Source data
═══

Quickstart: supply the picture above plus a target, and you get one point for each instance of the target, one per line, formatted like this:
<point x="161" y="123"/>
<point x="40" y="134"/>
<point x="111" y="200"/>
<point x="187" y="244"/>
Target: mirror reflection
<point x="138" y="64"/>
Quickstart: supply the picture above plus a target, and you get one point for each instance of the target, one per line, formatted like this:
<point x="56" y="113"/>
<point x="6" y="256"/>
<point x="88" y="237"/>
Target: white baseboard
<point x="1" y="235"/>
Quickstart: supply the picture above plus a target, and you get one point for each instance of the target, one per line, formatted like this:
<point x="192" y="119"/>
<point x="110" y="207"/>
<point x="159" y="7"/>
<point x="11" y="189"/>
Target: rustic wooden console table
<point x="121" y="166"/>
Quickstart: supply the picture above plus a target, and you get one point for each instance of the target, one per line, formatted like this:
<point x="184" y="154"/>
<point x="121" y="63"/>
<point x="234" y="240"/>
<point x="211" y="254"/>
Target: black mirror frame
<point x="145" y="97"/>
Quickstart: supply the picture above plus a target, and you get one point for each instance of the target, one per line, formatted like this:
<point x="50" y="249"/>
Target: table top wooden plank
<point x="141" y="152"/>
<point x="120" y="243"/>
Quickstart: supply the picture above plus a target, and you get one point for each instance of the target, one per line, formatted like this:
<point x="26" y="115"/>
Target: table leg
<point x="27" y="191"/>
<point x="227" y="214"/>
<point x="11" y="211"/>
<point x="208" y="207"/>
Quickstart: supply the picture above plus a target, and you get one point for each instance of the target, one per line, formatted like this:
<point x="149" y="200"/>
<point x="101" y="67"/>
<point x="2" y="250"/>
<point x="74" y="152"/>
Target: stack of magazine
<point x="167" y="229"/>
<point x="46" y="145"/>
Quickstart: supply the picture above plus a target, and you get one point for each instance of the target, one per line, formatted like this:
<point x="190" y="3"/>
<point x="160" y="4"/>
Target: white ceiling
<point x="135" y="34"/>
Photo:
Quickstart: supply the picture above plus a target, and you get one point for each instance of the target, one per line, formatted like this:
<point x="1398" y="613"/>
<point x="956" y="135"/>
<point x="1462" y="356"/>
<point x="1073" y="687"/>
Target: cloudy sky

═══

What you should do:
Extract the data exactly as given.

Result of the task:
Quickstart: supply the picture above plus a target, and you get one point for each instance of the target, one per line, formatted like this:
<point x="161" y="123"/>
<point x="40" y="134"/>
<point x="111" y="200"/>
<point x="187" y="244"/>
Target: mirror reflection
<point x="138" y="64"/>
Quickstart: supply the picture above plus a target, and you get one point for each instance of the target, one per line, formatted like this:
<point x="56" y="113"/>
<point x="6" y="256"/>
<point x="88" y="237"/>
Target: white baseboard
<point x="1" y="235"/>
Quickstart: supply the picture above plus a target, and you get one point for each instance of the target, one per line, formatted like this:
<point x="192" y="119"/>
<point x="110" y="207"/>
<point x="159" y="7"/>
<point x="11" y="189"/>
Target: rustic wooden console table
<point x="121" y="166"/>
Quickstart: supply the picture above plus a target, and you get one point for each instance of the target, one per line, formatted like this:
<point x="184" y="154"/>
<point x="121" y="63"/>
<point x="234" y="240"/>
<point x="211" y="254"/>
Target: black mirror frame
<point x="145" y="97"/>
Quickstart: supply the picture above plus a target, and you get one point for each instance of the target, one per line, formatted like this:
<point x="50" y="249"/>
Target: table top wooden plank
<point x="141" y="152"/>
<point x="120" y="243"/>
Quickstart: supply the picture above plus a target, and you get one point for each instance of the target, one per line, formatted like this:
<point x="26" y="115"/>
Target: table leg
<point x="27" y="191"/>
<point x="227" y="214"/>
<point x="11" y="211"/>
<point x="208" y="207"/>
Quickstart: supply the picture above plus a target, and you get one point for each instance of the target, one per line, formatted like this:
<point x="149" y="200"/>
<point x="101" y="67"/>
<point x="2" y="250"/>
<point x="74" y="152"/>
Target: stack of magazine
<point x="167" y="229"/>
<point x="46" y="145"/>
Quickstart: supply the picture above plus a target, and you get one point for each instance of the target, one per line, formatted like this:
<point x="190" y="3"/>
<point x="160" y="4"/>
Target: white ceiling
<point x="135" y="34"/>
Photo:
Quickstart: supply the picture above plus a target, and you get one point for each instance of the target, one per line, formatted like this:
<point x="1398" y="613"/>
<point x="956" y="135"/>
<point x="1462" y="356"/>
<point x="1073" y="687"/>
Target: cloudy sky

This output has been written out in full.